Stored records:
------------------------------------

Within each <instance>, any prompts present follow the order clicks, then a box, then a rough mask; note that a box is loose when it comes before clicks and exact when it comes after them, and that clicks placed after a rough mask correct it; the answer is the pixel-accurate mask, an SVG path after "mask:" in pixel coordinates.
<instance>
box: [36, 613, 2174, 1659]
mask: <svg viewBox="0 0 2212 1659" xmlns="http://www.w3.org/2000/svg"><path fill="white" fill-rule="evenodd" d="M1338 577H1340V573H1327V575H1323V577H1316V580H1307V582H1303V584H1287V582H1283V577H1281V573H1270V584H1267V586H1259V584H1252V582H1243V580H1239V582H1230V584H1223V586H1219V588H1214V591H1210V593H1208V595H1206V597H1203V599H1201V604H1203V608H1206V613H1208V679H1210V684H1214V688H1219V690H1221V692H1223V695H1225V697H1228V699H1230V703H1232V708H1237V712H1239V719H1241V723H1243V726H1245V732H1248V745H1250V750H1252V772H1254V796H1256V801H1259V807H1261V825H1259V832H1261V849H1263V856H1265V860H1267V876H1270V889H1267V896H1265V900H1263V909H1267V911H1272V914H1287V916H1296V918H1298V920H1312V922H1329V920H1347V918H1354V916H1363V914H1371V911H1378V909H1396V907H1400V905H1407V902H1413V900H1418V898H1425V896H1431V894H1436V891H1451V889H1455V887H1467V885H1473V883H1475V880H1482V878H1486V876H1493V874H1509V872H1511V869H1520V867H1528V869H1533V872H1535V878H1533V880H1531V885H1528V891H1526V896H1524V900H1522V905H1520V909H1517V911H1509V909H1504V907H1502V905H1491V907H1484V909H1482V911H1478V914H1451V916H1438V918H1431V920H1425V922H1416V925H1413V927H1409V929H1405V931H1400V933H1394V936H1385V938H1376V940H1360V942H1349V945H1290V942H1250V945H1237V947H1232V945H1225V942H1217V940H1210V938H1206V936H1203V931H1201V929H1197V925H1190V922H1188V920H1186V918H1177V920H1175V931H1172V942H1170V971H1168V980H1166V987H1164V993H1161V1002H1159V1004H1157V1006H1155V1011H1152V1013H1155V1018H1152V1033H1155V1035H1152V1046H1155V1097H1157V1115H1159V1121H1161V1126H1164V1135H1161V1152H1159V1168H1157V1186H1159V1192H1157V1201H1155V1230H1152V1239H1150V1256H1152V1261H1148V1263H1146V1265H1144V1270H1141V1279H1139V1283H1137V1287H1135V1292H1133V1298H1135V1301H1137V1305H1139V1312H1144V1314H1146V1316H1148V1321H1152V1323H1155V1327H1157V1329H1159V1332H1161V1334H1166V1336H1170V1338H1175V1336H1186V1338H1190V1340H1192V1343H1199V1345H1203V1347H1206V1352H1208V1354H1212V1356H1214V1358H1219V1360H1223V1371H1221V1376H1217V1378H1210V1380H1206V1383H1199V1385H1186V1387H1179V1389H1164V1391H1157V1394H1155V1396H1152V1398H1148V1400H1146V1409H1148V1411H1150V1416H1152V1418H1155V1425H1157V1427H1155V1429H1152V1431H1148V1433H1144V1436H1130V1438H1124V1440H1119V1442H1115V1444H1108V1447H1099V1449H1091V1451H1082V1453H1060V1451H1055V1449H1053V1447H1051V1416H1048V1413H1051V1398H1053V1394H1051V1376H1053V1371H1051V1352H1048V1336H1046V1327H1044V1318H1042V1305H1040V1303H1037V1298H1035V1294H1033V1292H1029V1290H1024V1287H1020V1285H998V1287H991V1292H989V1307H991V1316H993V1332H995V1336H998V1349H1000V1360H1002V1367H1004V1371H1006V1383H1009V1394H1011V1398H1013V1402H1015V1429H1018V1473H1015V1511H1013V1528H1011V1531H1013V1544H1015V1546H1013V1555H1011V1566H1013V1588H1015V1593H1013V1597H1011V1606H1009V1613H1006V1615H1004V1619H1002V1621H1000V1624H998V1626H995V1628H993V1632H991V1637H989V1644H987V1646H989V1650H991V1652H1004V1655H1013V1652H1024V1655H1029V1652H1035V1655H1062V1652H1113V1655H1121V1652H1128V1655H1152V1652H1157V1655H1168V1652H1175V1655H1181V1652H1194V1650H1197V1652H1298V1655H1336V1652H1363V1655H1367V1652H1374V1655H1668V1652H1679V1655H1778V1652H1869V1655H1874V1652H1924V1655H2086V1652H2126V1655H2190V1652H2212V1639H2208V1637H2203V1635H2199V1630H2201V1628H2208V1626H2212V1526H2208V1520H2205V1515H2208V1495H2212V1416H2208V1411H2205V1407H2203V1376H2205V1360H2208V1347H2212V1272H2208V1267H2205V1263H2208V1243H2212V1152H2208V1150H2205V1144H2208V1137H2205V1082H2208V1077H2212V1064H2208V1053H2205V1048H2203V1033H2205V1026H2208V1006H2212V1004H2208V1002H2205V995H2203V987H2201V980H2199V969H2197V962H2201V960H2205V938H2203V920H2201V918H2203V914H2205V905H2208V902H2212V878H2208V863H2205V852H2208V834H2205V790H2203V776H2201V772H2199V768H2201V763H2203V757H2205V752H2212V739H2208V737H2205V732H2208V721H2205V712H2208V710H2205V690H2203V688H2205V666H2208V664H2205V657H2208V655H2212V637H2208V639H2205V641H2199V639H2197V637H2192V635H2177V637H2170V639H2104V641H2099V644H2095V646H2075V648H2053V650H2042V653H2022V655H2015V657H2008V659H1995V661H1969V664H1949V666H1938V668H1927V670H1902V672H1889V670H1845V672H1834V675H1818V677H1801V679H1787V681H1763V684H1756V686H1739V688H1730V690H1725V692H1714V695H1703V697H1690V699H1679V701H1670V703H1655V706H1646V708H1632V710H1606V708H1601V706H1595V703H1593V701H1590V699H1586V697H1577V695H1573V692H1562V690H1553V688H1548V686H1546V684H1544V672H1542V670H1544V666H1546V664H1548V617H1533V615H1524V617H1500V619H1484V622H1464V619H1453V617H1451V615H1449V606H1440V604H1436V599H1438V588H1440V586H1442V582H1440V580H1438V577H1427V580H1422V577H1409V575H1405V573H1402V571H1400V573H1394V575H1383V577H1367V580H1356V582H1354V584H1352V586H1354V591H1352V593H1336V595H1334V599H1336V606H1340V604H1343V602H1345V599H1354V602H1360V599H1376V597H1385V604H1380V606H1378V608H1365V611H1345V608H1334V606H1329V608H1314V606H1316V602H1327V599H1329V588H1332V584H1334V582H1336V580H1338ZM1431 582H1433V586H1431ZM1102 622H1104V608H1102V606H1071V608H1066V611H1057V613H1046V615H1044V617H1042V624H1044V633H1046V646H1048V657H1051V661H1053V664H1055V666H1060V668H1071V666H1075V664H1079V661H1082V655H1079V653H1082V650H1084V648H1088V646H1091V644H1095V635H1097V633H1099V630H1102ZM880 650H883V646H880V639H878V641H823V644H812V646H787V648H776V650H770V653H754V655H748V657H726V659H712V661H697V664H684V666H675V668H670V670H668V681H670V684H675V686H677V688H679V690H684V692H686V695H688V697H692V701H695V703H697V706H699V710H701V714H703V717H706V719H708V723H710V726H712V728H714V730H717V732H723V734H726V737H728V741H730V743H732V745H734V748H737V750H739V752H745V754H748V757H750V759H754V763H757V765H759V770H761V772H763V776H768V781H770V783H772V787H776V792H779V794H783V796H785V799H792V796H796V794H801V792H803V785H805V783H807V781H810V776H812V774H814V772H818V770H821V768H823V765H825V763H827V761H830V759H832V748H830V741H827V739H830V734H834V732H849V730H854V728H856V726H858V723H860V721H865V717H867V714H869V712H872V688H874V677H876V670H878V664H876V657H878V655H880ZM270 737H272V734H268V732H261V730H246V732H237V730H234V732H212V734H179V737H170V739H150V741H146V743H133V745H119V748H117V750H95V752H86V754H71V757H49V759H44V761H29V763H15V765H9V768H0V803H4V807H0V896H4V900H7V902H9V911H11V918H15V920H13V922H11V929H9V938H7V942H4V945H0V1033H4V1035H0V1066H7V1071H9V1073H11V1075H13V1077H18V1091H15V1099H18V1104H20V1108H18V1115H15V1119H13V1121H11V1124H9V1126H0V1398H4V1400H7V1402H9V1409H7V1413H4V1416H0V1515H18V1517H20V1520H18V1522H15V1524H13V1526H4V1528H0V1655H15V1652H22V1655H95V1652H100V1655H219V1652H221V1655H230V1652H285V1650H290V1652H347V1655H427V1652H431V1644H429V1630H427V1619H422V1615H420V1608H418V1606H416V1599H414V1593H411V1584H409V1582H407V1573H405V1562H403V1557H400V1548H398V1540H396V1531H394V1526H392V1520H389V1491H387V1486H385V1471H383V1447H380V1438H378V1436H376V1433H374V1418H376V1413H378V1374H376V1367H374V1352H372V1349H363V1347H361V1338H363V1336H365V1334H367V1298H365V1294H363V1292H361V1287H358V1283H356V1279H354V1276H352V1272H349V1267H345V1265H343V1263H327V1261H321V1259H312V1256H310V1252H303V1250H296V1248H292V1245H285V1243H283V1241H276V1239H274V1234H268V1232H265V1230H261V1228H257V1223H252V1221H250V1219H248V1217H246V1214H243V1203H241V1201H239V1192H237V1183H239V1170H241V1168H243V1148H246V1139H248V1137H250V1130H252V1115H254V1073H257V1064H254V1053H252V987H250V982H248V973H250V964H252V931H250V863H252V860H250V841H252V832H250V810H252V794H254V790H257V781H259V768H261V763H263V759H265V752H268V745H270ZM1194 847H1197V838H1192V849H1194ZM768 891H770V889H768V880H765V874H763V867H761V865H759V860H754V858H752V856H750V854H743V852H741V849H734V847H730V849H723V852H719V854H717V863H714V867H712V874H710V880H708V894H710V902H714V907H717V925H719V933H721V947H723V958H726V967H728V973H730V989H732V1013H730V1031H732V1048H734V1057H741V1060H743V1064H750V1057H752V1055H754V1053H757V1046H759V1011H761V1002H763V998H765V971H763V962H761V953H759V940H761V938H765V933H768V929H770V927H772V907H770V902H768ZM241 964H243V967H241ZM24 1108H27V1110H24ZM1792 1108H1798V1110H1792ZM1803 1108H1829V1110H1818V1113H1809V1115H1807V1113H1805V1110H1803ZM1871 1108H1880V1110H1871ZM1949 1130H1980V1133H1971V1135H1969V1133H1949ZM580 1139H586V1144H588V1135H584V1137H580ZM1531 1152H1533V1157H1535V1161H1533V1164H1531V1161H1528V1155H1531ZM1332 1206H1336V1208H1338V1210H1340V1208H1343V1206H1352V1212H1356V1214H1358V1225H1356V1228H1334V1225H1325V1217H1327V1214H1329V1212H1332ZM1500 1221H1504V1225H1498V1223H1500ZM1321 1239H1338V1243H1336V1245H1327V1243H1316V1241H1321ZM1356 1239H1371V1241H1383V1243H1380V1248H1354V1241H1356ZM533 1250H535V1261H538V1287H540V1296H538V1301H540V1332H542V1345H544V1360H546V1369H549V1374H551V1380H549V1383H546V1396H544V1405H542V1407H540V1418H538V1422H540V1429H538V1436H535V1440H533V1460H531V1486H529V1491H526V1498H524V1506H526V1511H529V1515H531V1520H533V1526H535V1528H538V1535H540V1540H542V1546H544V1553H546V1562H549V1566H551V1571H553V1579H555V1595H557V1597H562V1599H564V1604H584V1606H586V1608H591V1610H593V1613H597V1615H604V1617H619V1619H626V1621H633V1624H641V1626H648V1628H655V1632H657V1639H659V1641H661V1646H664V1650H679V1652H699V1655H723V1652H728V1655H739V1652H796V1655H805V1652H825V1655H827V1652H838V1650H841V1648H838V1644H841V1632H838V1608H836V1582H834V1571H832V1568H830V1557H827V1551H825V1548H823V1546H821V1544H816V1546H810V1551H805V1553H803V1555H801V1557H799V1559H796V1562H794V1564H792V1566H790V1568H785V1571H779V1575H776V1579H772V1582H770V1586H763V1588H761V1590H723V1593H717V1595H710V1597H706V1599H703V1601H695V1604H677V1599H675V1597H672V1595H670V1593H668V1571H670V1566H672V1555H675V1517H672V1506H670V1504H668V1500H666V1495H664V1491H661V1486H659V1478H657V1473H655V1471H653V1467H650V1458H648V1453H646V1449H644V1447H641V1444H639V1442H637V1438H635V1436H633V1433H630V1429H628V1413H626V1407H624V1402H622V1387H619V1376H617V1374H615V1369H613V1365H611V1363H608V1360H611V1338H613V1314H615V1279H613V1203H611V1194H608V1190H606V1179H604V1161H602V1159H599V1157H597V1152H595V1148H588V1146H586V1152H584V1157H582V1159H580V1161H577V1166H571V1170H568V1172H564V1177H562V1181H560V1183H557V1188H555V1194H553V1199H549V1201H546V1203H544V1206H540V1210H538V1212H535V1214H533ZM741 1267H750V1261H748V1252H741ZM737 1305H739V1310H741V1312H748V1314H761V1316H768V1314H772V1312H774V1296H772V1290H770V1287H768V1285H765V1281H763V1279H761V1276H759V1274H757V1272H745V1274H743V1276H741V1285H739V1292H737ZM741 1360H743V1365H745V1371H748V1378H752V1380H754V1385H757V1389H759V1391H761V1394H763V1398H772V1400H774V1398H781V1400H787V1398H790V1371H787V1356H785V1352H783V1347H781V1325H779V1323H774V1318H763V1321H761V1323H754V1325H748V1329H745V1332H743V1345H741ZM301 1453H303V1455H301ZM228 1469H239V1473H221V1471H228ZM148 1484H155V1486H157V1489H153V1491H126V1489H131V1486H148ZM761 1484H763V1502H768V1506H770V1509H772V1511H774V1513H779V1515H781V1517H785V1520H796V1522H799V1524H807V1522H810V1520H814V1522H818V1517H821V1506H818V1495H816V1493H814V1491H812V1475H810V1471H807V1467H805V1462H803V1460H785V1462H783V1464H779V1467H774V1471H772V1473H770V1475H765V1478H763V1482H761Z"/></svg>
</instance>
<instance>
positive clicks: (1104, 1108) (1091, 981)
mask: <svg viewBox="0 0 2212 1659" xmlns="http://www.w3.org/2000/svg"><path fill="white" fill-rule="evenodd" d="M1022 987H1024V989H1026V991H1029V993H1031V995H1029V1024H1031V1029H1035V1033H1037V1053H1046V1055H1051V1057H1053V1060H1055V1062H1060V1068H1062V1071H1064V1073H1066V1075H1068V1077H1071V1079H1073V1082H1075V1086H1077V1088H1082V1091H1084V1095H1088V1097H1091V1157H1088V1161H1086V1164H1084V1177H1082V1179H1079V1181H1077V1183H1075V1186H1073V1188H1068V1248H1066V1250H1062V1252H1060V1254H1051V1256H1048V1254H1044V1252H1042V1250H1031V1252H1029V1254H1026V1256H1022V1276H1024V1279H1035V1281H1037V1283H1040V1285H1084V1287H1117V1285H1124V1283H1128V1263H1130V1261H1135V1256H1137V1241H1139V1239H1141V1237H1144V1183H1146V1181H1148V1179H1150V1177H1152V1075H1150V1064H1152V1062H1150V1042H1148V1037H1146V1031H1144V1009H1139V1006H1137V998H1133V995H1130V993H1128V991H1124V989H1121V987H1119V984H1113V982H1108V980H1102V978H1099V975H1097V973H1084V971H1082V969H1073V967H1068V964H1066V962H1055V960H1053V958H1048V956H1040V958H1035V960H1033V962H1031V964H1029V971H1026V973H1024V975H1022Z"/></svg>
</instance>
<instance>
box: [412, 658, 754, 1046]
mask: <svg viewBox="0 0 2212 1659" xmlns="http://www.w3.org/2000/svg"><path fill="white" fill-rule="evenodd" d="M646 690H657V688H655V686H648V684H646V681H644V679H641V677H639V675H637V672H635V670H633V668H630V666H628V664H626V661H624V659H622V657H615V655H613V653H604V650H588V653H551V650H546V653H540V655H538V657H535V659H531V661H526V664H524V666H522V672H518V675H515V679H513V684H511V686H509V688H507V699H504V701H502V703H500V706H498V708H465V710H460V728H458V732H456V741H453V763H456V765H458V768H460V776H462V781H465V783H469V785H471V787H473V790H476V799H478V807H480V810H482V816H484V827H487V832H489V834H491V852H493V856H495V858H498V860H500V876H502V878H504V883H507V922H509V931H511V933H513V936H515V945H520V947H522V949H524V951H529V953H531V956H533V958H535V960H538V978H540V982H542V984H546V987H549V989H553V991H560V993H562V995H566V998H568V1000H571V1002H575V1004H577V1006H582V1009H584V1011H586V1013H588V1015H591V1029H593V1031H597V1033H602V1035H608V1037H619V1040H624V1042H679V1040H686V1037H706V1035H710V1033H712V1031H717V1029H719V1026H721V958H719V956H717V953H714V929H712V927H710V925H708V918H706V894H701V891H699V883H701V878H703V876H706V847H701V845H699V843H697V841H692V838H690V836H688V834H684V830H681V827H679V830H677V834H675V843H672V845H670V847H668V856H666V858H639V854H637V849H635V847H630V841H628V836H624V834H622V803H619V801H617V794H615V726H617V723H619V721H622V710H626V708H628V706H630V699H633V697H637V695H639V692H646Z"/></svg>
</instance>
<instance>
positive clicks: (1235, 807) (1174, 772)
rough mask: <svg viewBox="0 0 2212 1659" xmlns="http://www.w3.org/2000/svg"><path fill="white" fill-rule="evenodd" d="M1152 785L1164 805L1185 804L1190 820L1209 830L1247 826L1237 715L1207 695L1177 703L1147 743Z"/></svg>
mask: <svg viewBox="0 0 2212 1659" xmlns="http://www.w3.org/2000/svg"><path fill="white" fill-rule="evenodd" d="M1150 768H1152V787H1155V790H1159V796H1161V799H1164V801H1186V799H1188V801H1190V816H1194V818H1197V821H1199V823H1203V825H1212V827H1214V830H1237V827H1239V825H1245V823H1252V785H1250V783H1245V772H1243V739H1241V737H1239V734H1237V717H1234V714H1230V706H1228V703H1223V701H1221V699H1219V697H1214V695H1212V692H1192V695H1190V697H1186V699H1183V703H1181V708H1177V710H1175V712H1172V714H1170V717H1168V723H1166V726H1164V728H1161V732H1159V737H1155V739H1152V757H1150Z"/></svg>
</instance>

------------------------------------

> **Exercise brief**
Change "loose" to "approximate" in the lines from the start of the stored records through the line containing "box: [36, 613, 2174, 1659]", and write out only those lines with nothing else altered.

> **Response**
Within each <instance>, any prompts present follow the order clicks, then a box, then a rough mask; note that a box is approximate when it comes before clicks and exact when it comes after them, and that clicks placed after a rough mask correct it; the answer is the pixel-accurate mask, an SVG path after "mask:" in pixel coordinates.
<instance>
box: [36, 613, 2174, 1659]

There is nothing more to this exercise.